WRITTEN REQUEST:
State how many lines in the entries below contain the word "building". Give only the number.

DATASET ROWS:
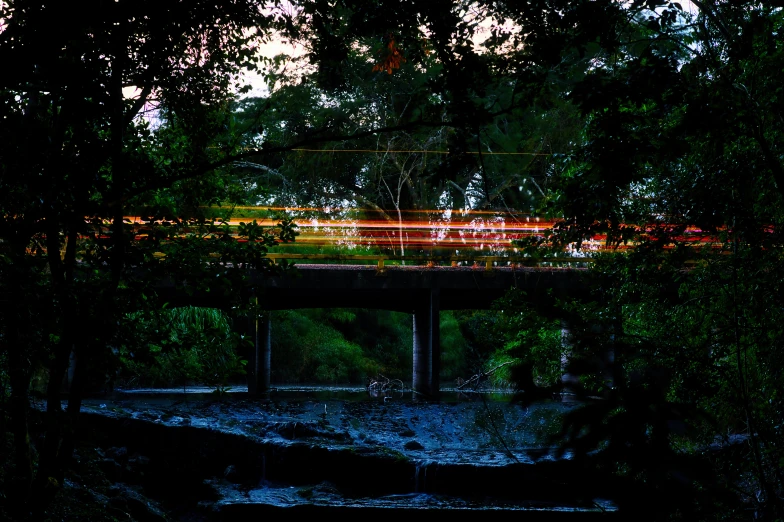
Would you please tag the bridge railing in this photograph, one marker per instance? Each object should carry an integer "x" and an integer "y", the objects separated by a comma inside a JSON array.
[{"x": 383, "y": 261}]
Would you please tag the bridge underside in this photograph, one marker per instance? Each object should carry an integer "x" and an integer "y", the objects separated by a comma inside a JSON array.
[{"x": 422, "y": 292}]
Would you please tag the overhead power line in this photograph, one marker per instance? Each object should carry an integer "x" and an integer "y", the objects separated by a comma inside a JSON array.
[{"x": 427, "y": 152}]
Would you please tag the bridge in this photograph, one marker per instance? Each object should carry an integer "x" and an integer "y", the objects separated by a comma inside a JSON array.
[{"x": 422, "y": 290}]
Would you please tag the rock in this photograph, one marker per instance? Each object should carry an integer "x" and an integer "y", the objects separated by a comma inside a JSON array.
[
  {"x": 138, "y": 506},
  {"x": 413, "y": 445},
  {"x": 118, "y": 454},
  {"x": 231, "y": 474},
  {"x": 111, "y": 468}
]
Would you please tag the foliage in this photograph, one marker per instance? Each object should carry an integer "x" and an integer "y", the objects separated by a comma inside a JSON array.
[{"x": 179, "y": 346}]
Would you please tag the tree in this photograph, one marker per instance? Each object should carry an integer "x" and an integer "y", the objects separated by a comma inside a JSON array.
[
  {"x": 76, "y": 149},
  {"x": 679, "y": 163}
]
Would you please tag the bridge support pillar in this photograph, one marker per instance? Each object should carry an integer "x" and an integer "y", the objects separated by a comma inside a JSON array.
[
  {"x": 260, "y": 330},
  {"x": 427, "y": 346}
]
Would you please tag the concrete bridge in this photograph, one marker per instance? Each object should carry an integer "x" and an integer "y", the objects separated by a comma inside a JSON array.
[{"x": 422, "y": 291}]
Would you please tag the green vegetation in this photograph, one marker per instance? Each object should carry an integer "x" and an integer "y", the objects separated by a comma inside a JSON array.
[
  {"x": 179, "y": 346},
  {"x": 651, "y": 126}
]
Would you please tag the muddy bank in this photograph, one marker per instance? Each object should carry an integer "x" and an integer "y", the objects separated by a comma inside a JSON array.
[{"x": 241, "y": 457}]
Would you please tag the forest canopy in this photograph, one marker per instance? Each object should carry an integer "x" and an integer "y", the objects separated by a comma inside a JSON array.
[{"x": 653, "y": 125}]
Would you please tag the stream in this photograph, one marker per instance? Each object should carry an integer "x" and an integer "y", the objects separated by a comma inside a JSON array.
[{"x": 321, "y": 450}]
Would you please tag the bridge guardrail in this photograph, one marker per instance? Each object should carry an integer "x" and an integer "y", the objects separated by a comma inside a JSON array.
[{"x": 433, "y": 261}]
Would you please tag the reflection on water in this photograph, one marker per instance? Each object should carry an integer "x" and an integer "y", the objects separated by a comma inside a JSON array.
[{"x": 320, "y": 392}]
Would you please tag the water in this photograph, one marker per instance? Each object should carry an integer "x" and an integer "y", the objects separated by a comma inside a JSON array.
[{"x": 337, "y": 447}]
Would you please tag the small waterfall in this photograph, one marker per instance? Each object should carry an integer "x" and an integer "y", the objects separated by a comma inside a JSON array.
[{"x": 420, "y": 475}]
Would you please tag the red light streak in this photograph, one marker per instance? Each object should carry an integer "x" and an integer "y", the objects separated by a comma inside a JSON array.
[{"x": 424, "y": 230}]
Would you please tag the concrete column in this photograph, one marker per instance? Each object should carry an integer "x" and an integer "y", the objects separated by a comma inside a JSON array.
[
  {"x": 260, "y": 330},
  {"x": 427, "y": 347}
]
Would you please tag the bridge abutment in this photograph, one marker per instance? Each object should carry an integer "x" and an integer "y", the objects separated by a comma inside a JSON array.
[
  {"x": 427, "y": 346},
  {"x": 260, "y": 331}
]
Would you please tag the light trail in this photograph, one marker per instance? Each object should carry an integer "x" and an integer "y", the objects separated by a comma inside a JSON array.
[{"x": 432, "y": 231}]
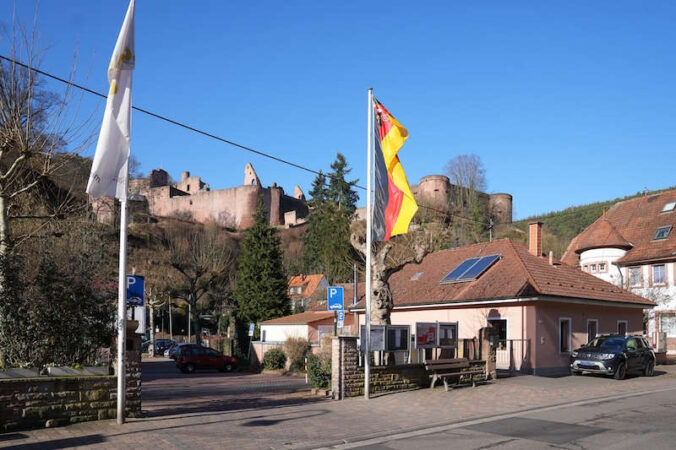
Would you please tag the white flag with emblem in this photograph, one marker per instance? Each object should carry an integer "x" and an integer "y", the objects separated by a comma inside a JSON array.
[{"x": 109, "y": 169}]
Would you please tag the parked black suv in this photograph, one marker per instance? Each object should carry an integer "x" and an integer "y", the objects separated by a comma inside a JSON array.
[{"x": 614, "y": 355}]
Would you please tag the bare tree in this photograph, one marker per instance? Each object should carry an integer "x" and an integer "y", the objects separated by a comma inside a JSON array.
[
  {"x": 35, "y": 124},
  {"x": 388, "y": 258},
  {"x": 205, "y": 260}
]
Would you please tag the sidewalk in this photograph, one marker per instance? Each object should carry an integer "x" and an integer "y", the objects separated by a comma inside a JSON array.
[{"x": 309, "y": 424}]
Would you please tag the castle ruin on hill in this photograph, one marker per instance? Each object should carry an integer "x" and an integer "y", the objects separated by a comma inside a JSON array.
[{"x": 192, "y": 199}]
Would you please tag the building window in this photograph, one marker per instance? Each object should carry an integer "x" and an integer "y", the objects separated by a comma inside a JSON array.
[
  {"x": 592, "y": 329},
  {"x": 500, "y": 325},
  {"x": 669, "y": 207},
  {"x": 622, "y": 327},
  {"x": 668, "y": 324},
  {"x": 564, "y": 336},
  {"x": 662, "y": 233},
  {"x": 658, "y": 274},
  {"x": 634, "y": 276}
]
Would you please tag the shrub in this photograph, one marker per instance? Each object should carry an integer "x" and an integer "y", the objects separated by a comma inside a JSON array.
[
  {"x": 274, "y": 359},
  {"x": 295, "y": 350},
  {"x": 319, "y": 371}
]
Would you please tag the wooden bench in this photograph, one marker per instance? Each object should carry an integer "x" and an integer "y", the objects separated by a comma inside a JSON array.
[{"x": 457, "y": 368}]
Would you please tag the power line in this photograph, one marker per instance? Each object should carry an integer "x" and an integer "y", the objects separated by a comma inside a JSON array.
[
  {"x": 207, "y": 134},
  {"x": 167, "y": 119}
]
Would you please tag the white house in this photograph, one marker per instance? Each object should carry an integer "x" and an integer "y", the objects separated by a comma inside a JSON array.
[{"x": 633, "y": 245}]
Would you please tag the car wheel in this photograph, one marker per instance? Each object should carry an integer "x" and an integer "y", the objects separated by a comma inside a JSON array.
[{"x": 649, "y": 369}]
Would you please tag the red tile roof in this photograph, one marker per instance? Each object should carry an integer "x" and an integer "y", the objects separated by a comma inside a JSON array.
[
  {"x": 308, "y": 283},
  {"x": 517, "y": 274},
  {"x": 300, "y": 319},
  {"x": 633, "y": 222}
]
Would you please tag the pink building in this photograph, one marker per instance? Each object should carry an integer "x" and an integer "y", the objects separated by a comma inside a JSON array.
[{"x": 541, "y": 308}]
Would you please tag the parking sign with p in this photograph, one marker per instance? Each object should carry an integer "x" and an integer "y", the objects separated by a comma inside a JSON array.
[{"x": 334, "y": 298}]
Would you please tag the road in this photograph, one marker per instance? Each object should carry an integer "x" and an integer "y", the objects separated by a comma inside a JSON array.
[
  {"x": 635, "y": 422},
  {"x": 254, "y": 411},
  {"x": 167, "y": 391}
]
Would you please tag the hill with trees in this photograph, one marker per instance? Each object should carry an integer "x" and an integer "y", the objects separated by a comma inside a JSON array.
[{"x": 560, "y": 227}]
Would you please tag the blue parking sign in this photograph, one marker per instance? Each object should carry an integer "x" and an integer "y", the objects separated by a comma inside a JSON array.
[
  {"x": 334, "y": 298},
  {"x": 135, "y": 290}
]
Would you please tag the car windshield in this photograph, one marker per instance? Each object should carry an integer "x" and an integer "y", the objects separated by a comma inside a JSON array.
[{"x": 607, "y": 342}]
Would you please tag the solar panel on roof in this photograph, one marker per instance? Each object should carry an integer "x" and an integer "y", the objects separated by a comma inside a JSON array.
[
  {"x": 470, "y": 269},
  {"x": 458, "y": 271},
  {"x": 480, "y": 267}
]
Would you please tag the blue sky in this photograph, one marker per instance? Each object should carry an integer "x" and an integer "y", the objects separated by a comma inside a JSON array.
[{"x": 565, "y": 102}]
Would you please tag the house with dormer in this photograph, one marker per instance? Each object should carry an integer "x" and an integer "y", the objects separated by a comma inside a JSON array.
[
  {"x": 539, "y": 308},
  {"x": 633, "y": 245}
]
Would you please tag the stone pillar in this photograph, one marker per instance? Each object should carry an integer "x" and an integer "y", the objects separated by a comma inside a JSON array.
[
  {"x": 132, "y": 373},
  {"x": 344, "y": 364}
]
--
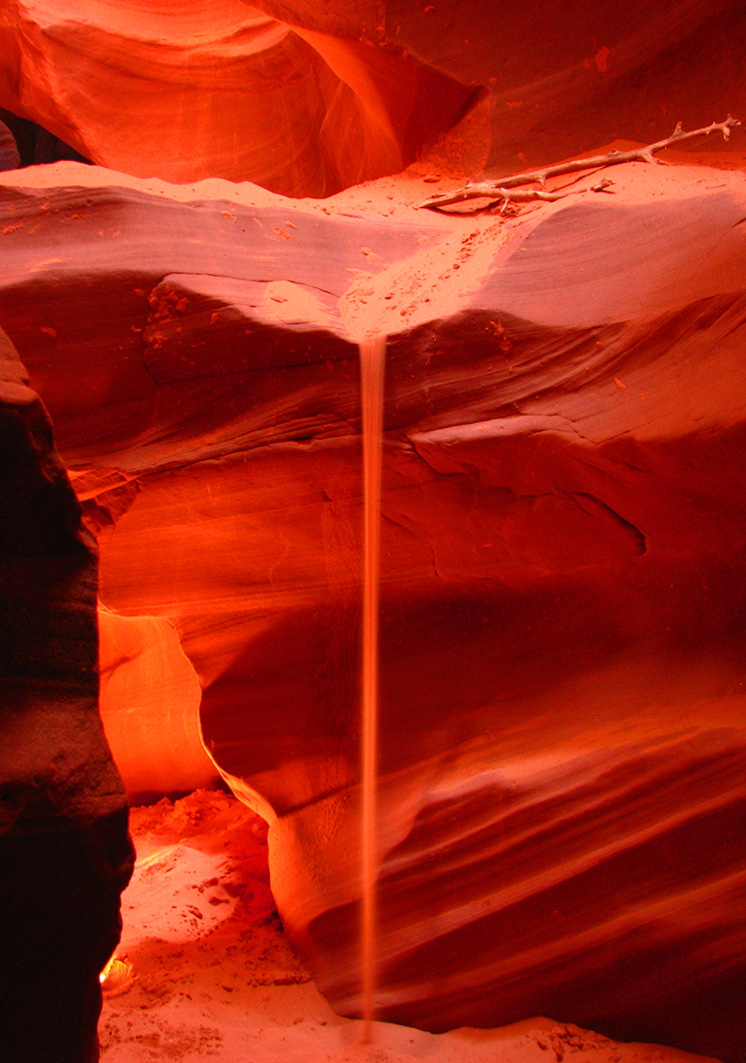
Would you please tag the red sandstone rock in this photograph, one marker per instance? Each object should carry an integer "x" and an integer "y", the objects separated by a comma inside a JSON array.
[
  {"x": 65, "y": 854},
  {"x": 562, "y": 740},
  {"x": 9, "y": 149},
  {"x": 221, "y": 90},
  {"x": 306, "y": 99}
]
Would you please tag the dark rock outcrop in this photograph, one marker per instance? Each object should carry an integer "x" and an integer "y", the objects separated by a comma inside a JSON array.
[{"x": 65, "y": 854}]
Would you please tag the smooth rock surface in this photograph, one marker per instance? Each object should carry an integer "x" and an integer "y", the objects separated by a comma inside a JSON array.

ANSWER TO THE EXERCISE:
2